SUPPLIED RECORDS start

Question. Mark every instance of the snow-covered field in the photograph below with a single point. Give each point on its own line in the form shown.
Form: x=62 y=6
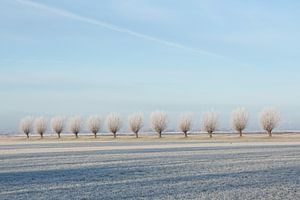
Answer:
x=149 y=169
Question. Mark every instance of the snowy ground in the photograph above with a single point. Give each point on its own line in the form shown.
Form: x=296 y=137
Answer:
x=149 y=170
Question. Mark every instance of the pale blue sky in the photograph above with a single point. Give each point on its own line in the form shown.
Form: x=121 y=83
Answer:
x=83 y=57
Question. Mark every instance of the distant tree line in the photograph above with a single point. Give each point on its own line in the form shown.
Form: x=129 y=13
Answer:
x=269 y=119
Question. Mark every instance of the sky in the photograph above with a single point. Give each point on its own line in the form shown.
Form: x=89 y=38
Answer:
x=72 y=57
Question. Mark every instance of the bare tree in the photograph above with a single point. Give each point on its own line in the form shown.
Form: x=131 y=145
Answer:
x=57 y=124
x=41 y=125
x=185 y=123
x=239 y=120
x=269 y=119
x=114 y=123
x=26 y=125
x=210 y=122
x=135 y=122
x=94 y=124
x=75 y=124
x=159 y=121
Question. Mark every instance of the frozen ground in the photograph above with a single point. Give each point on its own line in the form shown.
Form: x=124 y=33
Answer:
x=149 y=170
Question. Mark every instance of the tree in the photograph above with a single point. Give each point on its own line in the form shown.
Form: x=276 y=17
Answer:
x=75 y=124
x=57 y=124
x=239 y=120
x=26 y=125
x=94 y=124
x=185 y=123
x=135 y=122
x=269 y=119
x=114 y=123
x=210 y=122
x=159 y=121
x=41 y=125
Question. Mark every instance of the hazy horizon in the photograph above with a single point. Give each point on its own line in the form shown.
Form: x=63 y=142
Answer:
x=91 y=57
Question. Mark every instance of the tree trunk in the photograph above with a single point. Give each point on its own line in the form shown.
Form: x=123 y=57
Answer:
x=185 y=134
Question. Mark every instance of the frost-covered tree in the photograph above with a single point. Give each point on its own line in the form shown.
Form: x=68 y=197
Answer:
x=159 y=121
x=210 y=122
x=185 y=123
x=57 y=124
x=239 y=120
x=135 y=122
x=41 y=125
x=269 y=119
x=94 y=124
x=114 y=123
x=26 y=125
x=75 y=124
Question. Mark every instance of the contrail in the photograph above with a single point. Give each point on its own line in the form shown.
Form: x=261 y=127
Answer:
x=113 y=27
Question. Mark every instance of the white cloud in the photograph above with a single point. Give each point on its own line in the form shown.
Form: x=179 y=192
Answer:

SUPPLIED RECORDS end

WORK TO BE COMPLETED
Copy the data character for character, but drop all pictures from the copy.

OUTPUT OF THE EXERCISE
Question. Mark every instance of the snow-covered field in the photograph below with a single point. Give each point on its own line in the form shown.
Form: x=62 y=6
Answer:
x=149 y=169
Question. Mark every instance of the snowy ground in the photograph above with a single point. Give each point on its own line in the form shown.
Form: x=296 y=137
Answer:
x=149 y=170
Question. Mark every instance of the pale blue sky in the photograph above with a single point. Give each point on its own line in the form shown.
Form: x=121 y=83
Answer:
x=83 y=57
Question. Mark every instance of the distant tree line in the photograph above with a single point. Give each point on its own line in the form shown.
Form: x=129 y=13
Answer:
x=269 y=119
Question. Mark every instance of the sky in the photograph above with a single point. Give each point on its own line in the form shown.
Form: x=89 y=38
Answer:
x=72 y=57
Question. Mark every instance of the bare tree in the photograph above with a single point. Give each point on its own line in the form shown.
Form: x=131 y=145
Answer:
x=57 y=124
x=41 y=125
x=185 y=123
x=239 y=120
x=269 y=119
x=114 y=123
x=26 y=125
x=210 y=122
x=135 y=122
x=94 y=124
x=75 y=124
x=159 y=121
Question. Mark every instance of the frozen ground in the photograph above with a single point. Give each point on its own line in the form shown.
Form: x=124 y=33
Answer:
x=149 y=170
Question. Mark every instance of the tree in the photograph above with a single point. Give each point on its own line in the form shown.
Form: x=276 y=17
Answer:
x=75 y=124
x=57 y=124
x=239 y=120
x=26 y=125
x=94 y=124
x=185 y=123
x=135 y=122
x=269 y=119
x=114 y=123
x=210 y=122
x=159 y=121
x=41 y=125
Question. Mark every instance of the hazy horizon in the photograph above with a single point. Give each point on its own line in the form shown.
Form: x=63 y=142
Answer:
x=91 y=57
Question. Mark every instance of the tree trunk in the photograph above with a single point. Give each point on its own line in the form shown.
Form: x=123 y=57
Answer:
x=185 y=134
Question. Mark every instance of the frost-covered tree in the photograph above with a single point. Give each point on its own line in the form shown.
Form: x=68 y=197
Answer:
x=159 y=121
x=210 y=122
x=185 y=123
x=57 y=124
x=239 y=120
x=135 y=122
x=41 y=125
x=269 y=119
x=94 y=124
x=114 y=123
x=26 y=125
x=75 y=124
Question. Mark every instance of the contrail in the photograph above with a single point. Give each point on its own line in the form shown.
Form: x=261 y=127
Answer:
x=113 y=27
Question. Mark every instance of the white cloud in the photograph above with a single point. Give each point on its own line in the form shown.
Form: x=179 y=192
Answer:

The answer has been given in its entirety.